** Arbeitsanweisungen **
**A)** Stimmen diese Aussagen mit dem Text über historische Irrtümer überein? Beantworte jede mit Ja oder Nein und belege sie mit einem wörtlichen Zitat: (i) Juncker hat Merkel bereits auf dem Olymp der unsterblichen Europäer gesichtet. (ii) Die Geschichte wird als gerechter als Justizia beschrieben. (iii) Herles wünscht sich möglichst viel europäischen Zentralstaat.
**B)** Was lautet laut dem Text über historische Irrtümer Junckers zweite Prophezeiung über Merkel?
**C)** Schreibe den Text über historische Irrtümer im Anschluss an seine letzte gezeigte Zeile weiter.

** Dokumenttext **
((
Letzte Ausfahrt Nachruhm – Eine sehr kurze Geschichte historischer Irrtümer

Wolfgang Herles will träumen dürfen: Im Kern des EU-Gebildes wird eine echte Alternative zum Nationalstaat noch einmal neu begründet. Dann aber richtig. Ein stabiles Dach über starken, identitätsstiftenden Regionen. So wenig europäischer Zentralstaat wie möglich.

Lieber Roland Tichy,

darauf, dass Herr Juncker einmal auf dem Olymp der unsterblichen Europäer sitzen wird, will man keine Wette abschließen. Er hat dort aber schon Frau Merkel gesichtet. Sie werde in der Geschichte groß heraus kommen. Auf die Belohnung durch die Geschichte – die blind ist wie Justizia, nur noch weniger gerecht – setzten schon viele, die auf Erden die Karre in den Dreck steuerten. Letzte Ausfahrt Nachruhm. Oder auch letzte Ausrede. Junckers zweite Prophezeiung klingt bedrohlicher: Merkel werde alle ihre Kritiker im Amt überdauern. Es wäre sehr zu bedauern. Denn was haben die Lebenden davon, wenn sie einen Schaden bezahlen müssen, den erst die Geschichte vergolden wird? Wenn die es sich nicht anders überlegt.

I.
))
** Einträge aus einer Sammlung zur Beschriftung **
((
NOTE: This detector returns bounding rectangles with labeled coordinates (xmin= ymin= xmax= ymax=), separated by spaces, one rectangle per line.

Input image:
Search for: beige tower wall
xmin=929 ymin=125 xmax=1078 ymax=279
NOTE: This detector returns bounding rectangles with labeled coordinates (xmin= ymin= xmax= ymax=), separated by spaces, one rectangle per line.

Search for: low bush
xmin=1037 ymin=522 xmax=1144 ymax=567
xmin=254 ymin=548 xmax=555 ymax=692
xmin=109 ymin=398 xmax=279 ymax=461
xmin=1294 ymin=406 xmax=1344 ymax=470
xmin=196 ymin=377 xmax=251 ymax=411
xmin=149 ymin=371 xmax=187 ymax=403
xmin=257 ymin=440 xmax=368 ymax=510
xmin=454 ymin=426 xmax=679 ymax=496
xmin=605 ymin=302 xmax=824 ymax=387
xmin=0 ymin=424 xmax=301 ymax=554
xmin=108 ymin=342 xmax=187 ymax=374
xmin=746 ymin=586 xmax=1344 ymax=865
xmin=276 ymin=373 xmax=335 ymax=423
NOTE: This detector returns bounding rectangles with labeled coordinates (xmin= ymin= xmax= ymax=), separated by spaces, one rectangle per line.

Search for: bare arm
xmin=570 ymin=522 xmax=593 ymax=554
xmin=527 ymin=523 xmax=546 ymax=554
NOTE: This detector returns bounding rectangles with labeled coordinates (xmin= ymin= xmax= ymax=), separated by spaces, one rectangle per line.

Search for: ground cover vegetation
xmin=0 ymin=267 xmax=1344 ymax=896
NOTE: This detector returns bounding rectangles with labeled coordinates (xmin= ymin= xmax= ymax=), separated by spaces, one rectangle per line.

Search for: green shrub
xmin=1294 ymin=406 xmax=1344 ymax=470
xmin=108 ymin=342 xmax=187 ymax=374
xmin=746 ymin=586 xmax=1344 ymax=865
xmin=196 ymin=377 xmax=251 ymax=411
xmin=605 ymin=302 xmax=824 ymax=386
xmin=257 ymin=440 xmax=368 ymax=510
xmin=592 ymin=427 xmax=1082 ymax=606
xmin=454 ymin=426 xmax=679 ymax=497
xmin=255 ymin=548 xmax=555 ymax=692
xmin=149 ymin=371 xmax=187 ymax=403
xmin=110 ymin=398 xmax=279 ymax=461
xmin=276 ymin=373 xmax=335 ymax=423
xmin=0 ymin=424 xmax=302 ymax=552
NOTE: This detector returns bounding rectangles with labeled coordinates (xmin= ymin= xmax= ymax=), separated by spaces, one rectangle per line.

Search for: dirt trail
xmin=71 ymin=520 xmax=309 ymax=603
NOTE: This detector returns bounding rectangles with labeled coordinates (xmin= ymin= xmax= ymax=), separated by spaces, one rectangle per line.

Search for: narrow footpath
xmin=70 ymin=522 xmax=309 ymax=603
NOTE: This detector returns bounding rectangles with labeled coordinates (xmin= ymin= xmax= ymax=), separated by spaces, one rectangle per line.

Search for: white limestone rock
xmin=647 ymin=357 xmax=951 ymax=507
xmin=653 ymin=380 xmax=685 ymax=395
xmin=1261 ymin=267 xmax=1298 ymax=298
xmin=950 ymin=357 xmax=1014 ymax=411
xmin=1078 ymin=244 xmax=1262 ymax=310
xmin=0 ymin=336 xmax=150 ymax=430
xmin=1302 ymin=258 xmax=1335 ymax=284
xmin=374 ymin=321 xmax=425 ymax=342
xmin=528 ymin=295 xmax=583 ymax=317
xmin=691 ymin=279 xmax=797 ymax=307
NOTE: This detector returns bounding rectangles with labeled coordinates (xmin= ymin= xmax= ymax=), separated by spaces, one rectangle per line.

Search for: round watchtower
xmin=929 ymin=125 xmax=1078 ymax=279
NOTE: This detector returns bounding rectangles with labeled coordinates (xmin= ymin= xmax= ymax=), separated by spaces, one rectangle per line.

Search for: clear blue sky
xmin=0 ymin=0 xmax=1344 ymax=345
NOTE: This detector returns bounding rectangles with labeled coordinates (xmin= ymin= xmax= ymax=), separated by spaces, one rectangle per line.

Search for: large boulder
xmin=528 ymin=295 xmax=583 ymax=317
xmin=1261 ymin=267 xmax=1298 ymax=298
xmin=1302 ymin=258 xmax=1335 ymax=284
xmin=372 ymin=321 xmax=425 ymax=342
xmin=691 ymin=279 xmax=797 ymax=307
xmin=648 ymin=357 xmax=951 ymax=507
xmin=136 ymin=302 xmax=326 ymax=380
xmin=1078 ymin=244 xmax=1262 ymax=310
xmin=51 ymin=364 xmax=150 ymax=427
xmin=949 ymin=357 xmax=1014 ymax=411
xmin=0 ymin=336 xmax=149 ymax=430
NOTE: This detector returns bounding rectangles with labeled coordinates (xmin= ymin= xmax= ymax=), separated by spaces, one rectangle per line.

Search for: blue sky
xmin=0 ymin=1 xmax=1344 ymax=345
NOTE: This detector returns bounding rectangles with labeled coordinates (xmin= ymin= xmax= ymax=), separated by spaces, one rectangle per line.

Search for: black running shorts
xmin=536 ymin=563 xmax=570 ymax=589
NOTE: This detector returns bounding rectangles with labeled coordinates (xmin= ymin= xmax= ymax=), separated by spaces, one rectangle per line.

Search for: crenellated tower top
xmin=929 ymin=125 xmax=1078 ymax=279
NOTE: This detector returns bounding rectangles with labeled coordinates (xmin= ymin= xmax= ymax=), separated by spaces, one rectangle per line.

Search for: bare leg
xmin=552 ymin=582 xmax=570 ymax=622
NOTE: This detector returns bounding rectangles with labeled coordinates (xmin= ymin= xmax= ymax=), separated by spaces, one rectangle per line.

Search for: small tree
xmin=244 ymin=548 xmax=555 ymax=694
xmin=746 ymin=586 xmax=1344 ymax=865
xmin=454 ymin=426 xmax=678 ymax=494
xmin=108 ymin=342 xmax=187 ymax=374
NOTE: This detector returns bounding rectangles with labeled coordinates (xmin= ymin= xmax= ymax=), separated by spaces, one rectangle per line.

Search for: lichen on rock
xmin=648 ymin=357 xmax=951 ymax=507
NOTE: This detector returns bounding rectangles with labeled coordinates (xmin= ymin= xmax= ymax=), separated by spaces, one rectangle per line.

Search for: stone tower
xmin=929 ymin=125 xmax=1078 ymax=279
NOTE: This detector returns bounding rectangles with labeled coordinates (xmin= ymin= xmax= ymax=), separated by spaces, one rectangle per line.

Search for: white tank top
))
** Gelöste Aufgaben **
**A)**
(i) Ja: „Er hat dort aber schon Frau Merkel gesichtet.“
(ii) Nein: „die blind ist wie Justizia, nur noch weniger gerecht“
(iii) Nein: „So wenig europäischer Zentralstaat wie möglich.“

**B)** Merkel werde alle ihre Kritiker im Amt überdauern.

**C)**
Ich hole ein wenig aus, lieber Tichy. Muss leider sein, wenn es um Geschichte geht. Womöglich hat selbst der liebe Gott etwas ganz anderes bekommen, als er dachte, als er Adam und Eva schuf. Der göttliche Irrtum machte Schule. Hier sind einige kleine Beispiele:

Martin Luther dachte nicht daran, die katholische Kirche zu spalten. Er wollte sie nur reformieren. Am Ende fielen die Europäer in einem dreißigjährigen Gemetzel übereinander her. Europa in Schutt und Asche, die Bevölkerung um die Hälfte dezimiert. War es wert, was Luther angezettelt hat? Wer die Gräuel des Dreißigjährigen Krieges erleben musste, hatte eine andere Antwort als Herr Juncker.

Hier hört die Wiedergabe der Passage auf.